WHAT YOU NEED TO DO -
List every line below that contains the string "instance", matching case exactly.

>> start EXERCISE INPUTS

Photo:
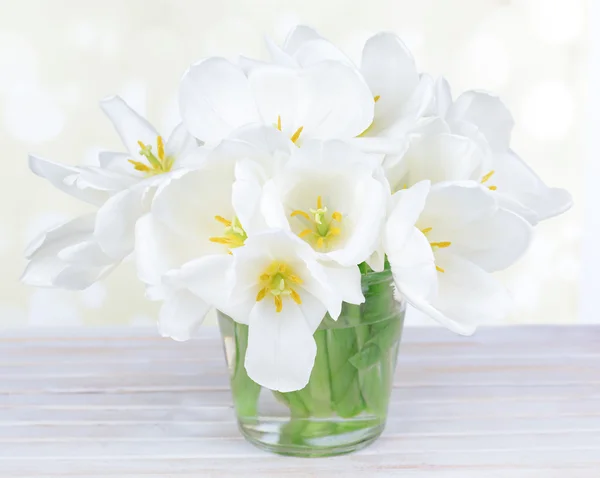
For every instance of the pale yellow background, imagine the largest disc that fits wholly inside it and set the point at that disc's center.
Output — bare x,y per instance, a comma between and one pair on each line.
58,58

>> end EXERCISE INPUTS
>> start EXERCISE INPUTS

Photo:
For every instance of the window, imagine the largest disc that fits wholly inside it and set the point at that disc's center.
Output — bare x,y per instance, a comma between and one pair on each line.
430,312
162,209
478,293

>> end EXERCISE INPUTS

RESPONSE TO THE EXERCISE -
For every instance of the pale yellow background, imagine the largest disc that fits wholly inside it and set the point at that disc's center.
Output — bare x,y per instance, a comma between and one pair on each line.
For every instance of the window, imagine the largest disc that fits wholly inside it and set the point at that disc's center.
Output — bare x,y per instance, a comma between and one pair on each line.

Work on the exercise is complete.